*Input data:*

# # # # # # #

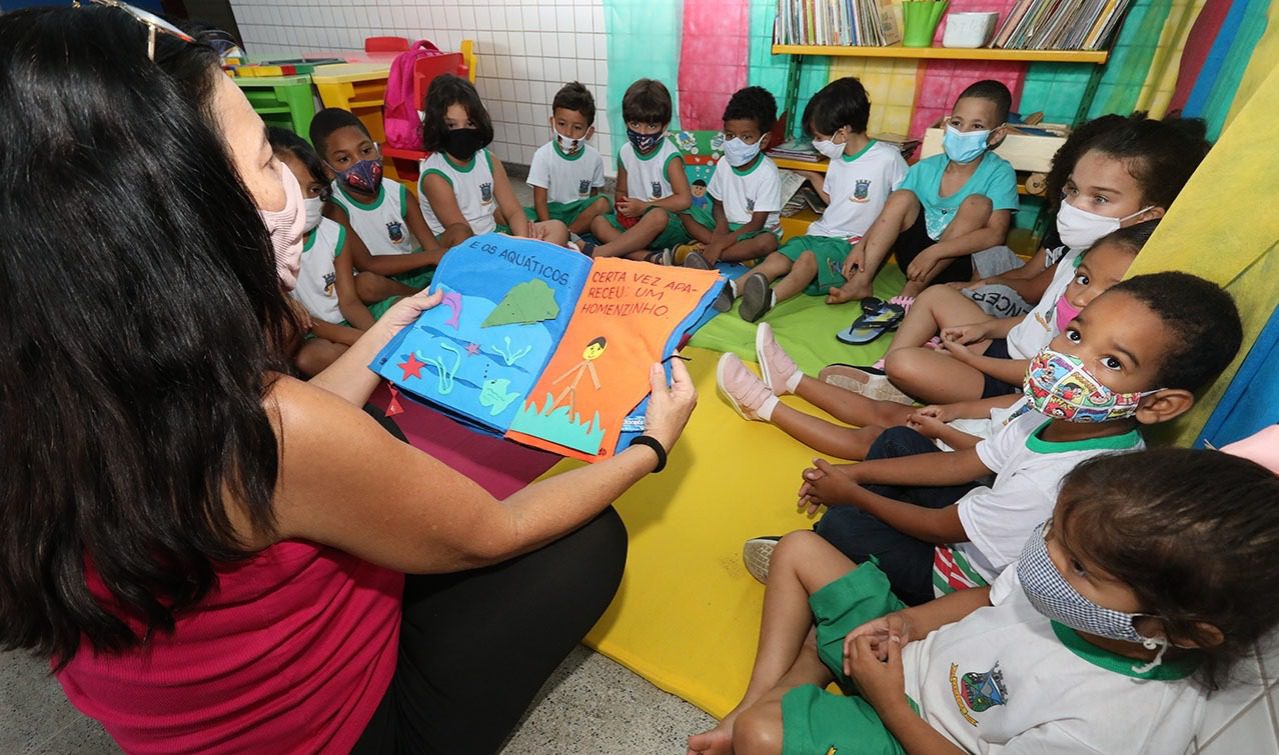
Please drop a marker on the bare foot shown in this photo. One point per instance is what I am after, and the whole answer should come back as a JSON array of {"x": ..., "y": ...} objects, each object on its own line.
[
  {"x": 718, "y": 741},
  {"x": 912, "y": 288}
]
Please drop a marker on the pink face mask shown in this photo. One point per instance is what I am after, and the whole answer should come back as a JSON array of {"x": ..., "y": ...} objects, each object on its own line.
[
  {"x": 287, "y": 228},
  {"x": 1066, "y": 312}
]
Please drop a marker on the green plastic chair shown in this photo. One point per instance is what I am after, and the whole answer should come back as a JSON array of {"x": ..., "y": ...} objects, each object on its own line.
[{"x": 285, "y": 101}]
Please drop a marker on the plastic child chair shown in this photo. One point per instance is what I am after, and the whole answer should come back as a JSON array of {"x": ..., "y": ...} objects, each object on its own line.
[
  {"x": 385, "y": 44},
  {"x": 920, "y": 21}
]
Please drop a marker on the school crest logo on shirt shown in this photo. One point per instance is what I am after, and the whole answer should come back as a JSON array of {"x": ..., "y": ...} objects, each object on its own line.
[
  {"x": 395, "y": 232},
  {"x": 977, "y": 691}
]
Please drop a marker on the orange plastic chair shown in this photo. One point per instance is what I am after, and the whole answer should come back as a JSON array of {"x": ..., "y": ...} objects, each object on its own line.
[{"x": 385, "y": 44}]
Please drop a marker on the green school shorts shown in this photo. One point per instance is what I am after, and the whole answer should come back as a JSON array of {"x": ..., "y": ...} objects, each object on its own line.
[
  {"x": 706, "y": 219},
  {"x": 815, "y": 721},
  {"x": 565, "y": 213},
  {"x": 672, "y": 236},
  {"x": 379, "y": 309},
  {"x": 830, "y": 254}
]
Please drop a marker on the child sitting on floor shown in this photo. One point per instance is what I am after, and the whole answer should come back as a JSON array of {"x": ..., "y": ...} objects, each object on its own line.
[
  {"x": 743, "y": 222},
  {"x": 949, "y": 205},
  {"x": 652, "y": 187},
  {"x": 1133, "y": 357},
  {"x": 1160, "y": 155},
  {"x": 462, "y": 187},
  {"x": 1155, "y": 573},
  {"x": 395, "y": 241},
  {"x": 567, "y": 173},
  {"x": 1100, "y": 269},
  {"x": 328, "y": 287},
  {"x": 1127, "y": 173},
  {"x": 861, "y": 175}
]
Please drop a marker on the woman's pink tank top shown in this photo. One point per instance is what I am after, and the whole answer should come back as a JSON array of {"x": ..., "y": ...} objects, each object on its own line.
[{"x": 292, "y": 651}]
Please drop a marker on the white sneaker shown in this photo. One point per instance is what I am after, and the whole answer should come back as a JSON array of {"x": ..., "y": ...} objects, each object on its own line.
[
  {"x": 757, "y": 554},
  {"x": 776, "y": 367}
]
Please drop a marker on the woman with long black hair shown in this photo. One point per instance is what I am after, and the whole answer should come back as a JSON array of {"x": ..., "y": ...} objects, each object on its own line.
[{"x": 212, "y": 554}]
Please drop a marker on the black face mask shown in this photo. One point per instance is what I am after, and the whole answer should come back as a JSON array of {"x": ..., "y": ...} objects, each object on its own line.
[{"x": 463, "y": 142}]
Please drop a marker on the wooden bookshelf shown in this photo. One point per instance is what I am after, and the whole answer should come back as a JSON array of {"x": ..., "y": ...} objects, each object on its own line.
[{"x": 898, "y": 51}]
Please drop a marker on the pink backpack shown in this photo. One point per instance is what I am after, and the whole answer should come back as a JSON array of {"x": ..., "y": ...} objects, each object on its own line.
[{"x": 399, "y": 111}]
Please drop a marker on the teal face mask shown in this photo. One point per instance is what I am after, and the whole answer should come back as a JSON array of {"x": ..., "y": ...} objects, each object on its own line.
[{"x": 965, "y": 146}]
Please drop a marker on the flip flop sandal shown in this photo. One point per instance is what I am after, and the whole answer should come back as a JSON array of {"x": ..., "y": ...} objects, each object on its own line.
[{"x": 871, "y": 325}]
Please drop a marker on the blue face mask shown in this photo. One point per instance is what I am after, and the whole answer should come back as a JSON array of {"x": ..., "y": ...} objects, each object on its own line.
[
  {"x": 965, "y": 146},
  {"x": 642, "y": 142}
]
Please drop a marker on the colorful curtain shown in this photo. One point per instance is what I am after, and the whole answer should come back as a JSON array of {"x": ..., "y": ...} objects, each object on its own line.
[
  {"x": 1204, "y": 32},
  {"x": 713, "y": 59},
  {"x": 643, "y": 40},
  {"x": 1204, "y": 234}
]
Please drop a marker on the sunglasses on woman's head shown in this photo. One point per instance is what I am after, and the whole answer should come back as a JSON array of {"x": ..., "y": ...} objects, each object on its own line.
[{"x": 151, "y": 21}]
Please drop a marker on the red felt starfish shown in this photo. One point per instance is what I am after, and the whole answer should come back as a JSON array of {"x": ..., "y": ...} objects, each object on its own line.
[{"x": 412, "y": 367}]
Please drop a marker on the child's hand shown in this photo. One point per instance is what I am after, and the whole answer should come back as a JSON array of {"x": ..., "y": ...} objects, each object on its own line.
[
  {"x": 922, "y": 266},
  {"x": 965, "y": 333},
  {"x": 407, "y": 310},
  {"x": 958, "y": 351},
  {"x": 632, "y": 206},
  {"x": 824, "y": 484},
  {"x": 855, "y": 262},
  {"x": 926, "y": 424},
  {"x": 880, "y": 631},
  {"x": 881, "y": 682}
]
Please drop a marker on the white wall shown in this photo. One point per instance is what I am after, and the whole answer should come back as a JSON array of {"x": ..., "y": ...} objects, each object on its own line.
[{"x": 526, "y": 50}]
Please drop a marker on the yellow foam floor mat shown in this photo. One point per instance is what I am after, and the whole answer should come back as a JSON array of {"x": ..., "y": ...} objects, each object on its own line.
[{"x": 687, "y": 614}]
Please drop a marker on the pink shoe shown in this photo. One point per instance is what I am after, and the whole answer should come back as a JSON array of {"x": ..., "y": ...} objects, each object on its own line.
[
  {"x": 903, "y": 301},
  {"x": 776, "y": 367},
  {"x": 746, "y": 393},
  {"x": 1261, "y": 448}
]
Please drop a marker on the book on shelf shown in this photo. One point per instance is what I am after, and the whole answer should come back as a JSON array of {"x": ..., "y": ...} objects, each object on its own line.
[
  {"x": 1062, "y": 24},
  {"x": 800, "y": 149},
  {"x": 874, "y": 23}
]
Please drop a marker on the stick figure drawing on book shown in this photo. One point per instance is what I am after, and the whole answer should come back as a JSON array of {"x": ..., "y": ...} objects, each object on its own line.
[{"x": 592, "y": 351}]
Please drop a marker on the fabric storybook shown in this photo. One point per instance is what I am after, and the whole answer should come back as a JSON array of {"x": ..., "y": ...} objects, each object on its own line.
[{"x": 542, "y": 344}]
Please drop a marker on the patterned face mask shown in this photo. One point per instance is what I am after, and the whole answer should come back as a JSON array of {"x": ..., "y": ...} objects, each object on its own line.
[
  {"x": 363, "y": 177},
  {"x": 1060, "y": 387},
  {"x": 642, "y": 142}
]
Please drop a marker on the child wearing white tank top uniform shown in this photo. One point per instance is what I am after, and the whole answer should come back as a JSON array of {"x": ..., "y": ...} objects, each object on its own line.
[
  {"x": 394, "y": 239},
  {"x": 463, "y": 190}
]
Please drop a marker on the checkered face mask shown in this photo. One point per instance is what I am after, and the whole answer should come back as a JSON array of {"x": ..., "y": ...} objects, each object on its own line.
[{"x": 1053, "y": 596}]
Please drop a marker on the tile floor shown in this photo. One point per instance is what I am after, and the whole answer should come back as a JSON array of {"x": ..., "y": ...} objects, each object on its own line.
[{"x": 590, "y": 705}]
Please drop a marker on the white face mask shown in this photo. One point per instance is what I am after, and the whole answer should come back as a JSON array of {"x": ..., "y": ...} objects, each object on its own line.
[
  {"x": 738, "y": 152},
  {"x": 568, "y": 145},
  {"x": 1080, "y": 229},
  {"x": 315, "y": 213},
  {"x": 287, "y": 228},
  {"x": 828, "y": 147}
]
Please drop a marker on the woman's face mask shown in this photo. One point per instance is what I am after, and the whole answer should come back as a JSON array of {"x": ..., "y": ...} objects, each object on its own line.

# # # # # # #

*Aim:*
Extract every line from the one containing "Please drop a marker on the stick" to the end of the entries, including both of those lines, exactly as given and with nothing added.

*Answer to the problem:*
Please drop a marker on the stick figure drawing on book shown in this photo. One point per instance is what I am after, and the whole answer should come back as a JSON array of {"x": ..., "y": ...} objects, each object on its own line.
[{"x": 592, "y": 351}]
Please drop a marker on the fabric storybook shown in this photo. One point per instance is what I am after, and the whole answer should come back as a JSON array of {"x": ..., "y": ...} objects, each object on its own line.
[{"x": 542, "y": 344}]
Please drop a marker on the patterned face mask shown in this photo. One point per instance is what I am after, and the whole answer should come back as a JSON array of {"x": ..., "y": ...} objects, each object on its own line.
[
  {"x": 363, "y": 177},
  {"x": 1060, "y": 387},
  {"x": 642, "y": 142}
]
Please drop a marker on the child wearing white tank top uniform shown in this photo. One point per instance is what I am after, and the whole answer should come back as a JSON array of {"x": ..., "y": ...} objects, each object on its own line.
[
  {"x": 394, "y": 239},
  {"x": 463, "y": 190}
]
Please drop a marker on the checkered face mask shown in this photo. One point per instance is what I am after, and the whole answer should come back as a JSON array of {"x": ..., "y": ...} objects, each object on its own line.
[{"x": 1053, "y": 596}]
Please drop a marker on the tile floor shown in this photo. One point per instance is what I am after, and the whole answer should come back as a JSON array of {"x": ..., "y": ...} objects, each object on its own line.
[{"x": 590, "y": 705}]
Please drop a marker on the white face mask shown in this photo. One point per instance is what I am after, and the whole answer should come back as a JSON array of {"x": ..., "y": ...} objects, each object on its own line.
[
  {"x": 738, "y": 152},
  {"x": 568, "y": 145},
  {"x": 1080, "y": 229},
  {"x": 315, "y": 213},
  {"x": 287, "y": 228},
  {"x": 828, "y": 147}
]
Please drop a marker on the woman's face mask shown in this photo. One point per instance is what I am after, and the whole answer should come back as a JSON array of {"x": ..., "y": ...} objects, each object on its own line.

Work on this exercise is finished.